── Data for this exercise

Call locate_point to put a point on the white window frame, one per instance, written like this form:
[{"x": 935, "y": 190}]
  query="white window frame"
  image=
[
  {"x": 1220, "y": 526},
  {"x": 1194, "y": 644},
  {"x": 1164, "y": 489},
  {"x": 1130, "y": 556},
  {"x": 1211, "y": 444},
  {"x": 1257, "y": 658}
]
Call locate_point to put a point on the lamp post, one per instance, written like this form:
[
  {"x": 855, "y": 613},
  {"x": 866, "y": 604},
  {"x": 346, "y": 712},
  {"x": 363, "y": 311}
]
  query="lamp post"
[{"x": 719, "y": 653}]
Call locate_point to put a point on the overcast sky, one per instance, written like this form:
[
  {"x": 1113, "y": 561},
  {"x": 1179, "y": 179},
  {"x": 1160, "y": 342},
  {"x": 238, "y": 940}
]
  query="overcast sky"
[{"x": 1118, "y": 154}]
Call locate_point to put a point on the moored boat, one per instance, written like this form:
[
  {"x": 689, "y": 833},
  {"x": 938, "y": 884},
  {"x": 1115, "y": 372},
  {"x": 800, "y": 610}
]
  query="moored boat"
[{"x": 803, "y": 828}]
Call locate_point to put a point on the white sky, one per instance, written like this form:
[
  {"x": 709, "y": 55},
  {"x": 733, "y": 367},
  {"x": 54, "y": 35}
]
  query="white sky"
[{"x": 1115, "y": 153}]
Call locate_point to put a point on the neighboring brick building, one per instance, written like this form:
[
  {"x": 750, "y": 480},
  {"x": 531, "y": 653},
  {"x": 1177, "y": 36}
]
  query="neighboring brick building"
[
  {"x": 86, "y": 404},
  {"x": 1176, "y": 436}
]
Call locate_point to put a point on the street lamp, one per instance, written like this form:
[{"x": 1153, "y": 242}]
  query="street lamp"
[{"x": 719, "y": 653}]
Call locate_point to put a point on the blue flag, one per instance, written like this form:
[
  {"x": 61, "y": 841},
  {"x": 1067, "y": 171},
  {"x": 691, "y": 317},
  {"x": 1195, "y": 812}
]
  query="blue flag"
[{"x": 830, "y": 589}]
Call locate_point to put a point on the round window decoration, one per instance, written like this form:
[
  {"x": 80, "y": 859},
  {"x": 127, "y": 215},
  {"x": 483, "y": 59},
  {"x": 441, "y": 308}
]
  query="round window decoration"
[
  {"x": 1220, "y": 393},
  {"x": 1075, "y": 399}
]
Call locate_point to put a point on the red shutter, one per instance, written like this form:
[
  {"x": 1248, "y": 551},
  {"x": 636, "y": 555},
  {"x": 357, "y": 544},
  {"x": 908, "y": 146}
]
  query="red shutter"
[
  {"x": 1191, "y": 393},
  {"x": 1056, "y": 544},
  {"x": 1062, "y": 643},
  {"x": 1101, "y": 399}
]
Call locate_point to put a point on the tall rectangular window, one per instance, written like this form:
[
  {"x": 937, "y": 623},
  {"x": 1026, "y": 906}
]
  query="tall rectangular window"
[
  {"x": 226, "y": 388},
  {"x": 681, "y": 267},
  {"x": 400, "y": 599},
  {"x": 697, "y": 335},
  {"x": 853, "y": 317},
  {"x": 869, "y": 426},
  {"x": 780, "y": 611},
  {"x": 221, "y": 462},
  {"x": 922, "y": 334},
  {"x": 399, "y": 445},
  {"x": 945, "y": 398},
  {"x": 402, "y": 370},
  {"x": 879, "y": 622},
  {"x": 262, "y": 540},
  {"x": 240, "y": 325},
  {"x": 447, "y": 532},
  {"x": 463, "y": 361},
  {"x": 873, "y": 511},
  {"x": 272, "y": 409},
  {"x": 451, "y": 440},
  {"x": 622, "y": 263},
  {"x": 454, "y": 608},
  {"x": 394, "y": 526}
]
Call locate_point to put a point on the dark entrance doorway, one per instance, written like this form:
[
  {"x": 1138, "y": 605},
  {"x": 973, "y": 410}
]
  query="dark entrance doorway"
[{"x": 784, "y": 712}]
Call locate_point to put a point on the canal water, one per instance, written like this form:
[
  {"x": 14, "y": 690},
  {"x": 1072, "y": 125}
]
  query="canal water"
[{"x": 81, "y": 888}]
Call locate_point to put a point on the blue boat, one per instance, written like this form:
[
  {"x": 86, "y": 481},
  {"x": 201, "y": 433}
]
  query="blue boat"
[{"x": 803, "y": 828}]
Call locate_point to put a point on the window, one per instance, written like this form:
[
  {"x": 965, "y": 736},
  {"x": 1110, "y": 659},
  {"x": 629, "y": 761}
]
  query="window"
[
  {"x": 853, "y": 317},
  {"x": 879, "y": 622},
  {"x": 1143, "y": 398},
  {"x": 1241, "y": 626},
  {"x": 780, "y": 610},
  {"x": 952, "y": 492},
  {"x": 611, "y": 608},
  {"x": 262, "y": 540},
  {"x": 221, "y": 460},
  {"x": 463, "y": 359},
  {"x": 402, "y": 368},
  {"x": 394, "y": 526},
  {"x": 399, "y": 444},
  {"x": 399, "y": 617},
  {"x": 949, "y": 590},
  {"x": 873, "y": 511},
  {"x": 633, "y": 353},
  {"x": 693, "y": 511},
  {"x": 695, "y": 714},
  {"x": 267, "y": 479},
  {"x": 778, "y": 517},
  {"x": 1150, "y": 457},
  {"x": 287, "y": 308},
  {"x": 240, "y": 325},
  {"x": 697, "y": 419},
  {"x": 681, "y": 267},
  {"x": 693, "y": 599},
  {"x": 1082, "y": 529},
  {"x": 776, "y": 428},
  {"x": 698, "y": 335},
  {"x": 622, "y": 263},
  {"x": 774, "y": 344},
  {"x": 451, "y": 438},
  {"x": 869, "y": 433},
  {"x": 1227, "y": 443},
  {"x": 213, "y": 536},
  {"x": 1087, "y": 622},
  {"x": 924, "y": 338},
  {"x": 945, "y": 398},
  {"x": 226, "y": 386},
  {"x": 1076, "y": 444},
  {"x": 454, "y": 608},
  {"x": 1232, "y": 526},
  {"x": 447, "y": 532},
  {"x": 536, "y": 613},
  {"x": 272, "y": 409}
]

────

Work required: Reproduce all the data word for word.

Output of the task:
Call locate_point to put a point on the white window frame, one per instance, written like this form:
[{"x": 935, "y": 190}]
  query="white window frame"
  image=
[
  {"x": 1220, "y": 526},
  {"x": 1194, "y": 644},
  {"x": 1164, "y": 489},
  {"x": 1130, "y": 556},
  {"x": 1211, "y": 444},
  {"x": 1257, "y": 658}
]
Call locate_point to put a point on the lamp post, one per instance, written like this form:
[
  {"x": 855, "y": 613},
  {"x": 866, "y": 604},
  {"x": 346, "y": 712},
  {"x": 363, "y": 311}
]
  query="lamp post"
[{"x": 719, "y": 653}]
Call locate_point to put a point on the overcast sky, one per instance, written like this form:
[
  {"x": 1113, "y": 561},
  {"x": 1179, "y": 179},
  {"x": 1160, "y": 342},
  {"x": 238, "y": 940}
]
  query="overcast sky"
[{"x": 1118, "y": 154}]
Call locate_point to put a point on the moored boat, one per instance, written like this form:
[
  {"x": 689, "y": 833},
  {"x": 938, "y": 884},
  {"x": 1115, "y": 372},
  {"x": 800, "y": 610}
]
  query="moored boat"
[{"x": 803, "y": 828}]
Call locate_point to put a point on the white sky, one per instance, written like this form:
[
  {"x": 709, "y": 55},
  {"x": 733, "y": 367},
  {"x": 54, "y": 35}
]
  query="white sky"
[{"x": 1115, "y": 153}]
Call locate_point to put a point on the neighboring brick building, one per instance, written like this form:
[
  {"x": 750, "y": 480},
  {"x": 531, "y": 653},
  {"x": 1177, "y": 36}
]
  query="neighboring brick building"
[
  {"x": 86, "y": 404},
  {"x": 1176, "y": 436}
]
Call locate_point to put a point on the street lamp, one per instance, written like this form:
[{"x": 1153, "y": 242}]
  query="street lamp"
[{"x": 719, "y": 653}]
Call locate_point to put a point on the blue flag, one per instance, written like this form:
[
  {"x": 61, "y": 841},
  {"x": 1067, "y": 171},
  {"x": 691, "y": 317},
  {"x": 1195, "y": 812}
]
  query="blue flag"
[{"x": 830, "y": 589}]
Call locate_point to put a point on the round window decoration, one per instance, written like this form:
[
  {"x": 80, "y": 859},
  {"x": 127, "y": 215},
  {"x": 483, "y": 59},
  {"x": 441, "y": 308}
]
  query="round window decoration"
[
  {"x": 1220, "y": 393},
  {"x": 1075, "y": 399}
]
Call locate_point to put a point on the red shutter, one per instance, written like this form:
[
  {"x": 1248, "y": 551},
  {"x": 636, "y": 555},
  {"x": 357, "y": 544},
  {"x": 908, "y": 146}
]
  query="red shutter"
[
  {"x": 1191, "y": 393},
  {"x": 1056, "y": 544},
  {"x": 1062, "y": 643},
  {"x": 1101, "y": 399}
]
Call locate_point to put a point on the tall rectangular window, one per instance, written like this form:
[
  {"x": 937, "y": 623},
  {"x": 1026, "y": 906}
]
  query="tall rectangular window"
[
  {"x": 226, "y": 388},
  {"x": 681, "y": 267},
  {"x": 400, "y": 599},
  {"x": 697, "y": 335},
  {"x": 853, "y": 317},
  {"x": 869, "y": 426},
  {"x": 780, "y": 611},
  {"x": 221, "y": 462},
  {"x": 922, "y": 334},
  {"x": 399, "y": 445},
  {"x": 945, "y": 398},
  {"x": 402, "y": 370},
  {"x": 879, "y": 622},
  {"x": 262, "y": 540},
  {"x": 240, "y": 325},
  {"x": 447, "y": 532},
  {"x": 463, "y": 361},
  {"x": 873, "y": 511},
  {"x": 272, "y": 409},
  {"x": 451, "y": 440},
  {"x": 622, "y": 263},
  {"x": 454, "y": 608},
  {"x": 394, "y": 526}
]
Call locate_point to put a point on the dark entrance doorway, one per instance, written like this form:
[
  {"x": 1138, "y": 605},
  {"x": 973, "y": 410}
]
  query="dark entrance doorway"
[{"x": 784, "y": 712}]
Call locate_point to put a point on the canal water, one per instance, written like this form:
[
  {"x": 14, "y": 690},
  {"x": 1072, "y": 125}
]
  query="canal water"
[{"x": 81, "y": 888}]
Call locate_point to put a point on the blue boat, one per instance, written like this form:
[
  {"x": 86, "y": 481},
  {"x": 201, "y": 433}
]
  query="blue boat"
[{"x": 803, "y": 828}]
Call locate_point to put a point on the window, one per instance, written like this form:
[
  {"x": 965, "y": 736},
  {"x": 1110, "y": 659},
  {"x": 629, "y": 761}
]
  query="window"
[
  {"x": 853, "y": 317},
  {"x": 879, "y": 622},
  {"x": 1143, "y": 398},
  {"x": 1241, "y": 626},
  {"x": 780, "y": 610},
  {"x": 952, "y": 492},
  {"x": 611, "y": 608},
  {"x": 262, "y": 540},
  {"x": 221, "y": 460},
  {"x": 463, "y": 359},
  {"x": 402, "y": 368},
  {"x": 394, "y": 526},
  {"x": 399, "y": 444},
  {"x": 399, "y": 617},
  {"x": 949, "y": 590},
  {"x": 873, "y": 511},
  {"x": 633, "y": 353},
  {"x": 693, "y": 511},
  {"x": 695, "y": 714},
  {"x": 267, "y": 479},
  {"x": 778, "y": 517},
  {"x": 1150, "y": 457},
  {"x": 287, "y": 308},
  {"x": 240, "y": 325},
  {"x": 697, "y": 419},
  {"x": 681, "y": 267},
  {"x": 693, "y": 599},
  {"x": 1082, "y": 529},
  {"x": 776, "y": 428},
  {"x": 698, "y": 335},
  {"x": 622, "y": 263},
  {"x": 774, "y": 344},
  {"x": 451, "y": 438},
  {"x": 869, "y": 433},
  {"x": 1227, "y": 443},
  {"x": 213, "y": 536},
  {"x": 1087, "y": 622},
  {"x": 924, "y": 338},
  {"x": 945, "y": 398},
  {"x": 226, "y": 386},
  {"x": 1076, "y": 444},
  {"x": 454, "y": 608},
  {"x": 1232, "y": 526},
  {"x": 447, "y": 532},
  {"x": 536, "y": 613},
  {"x": 272, "y": 409}
]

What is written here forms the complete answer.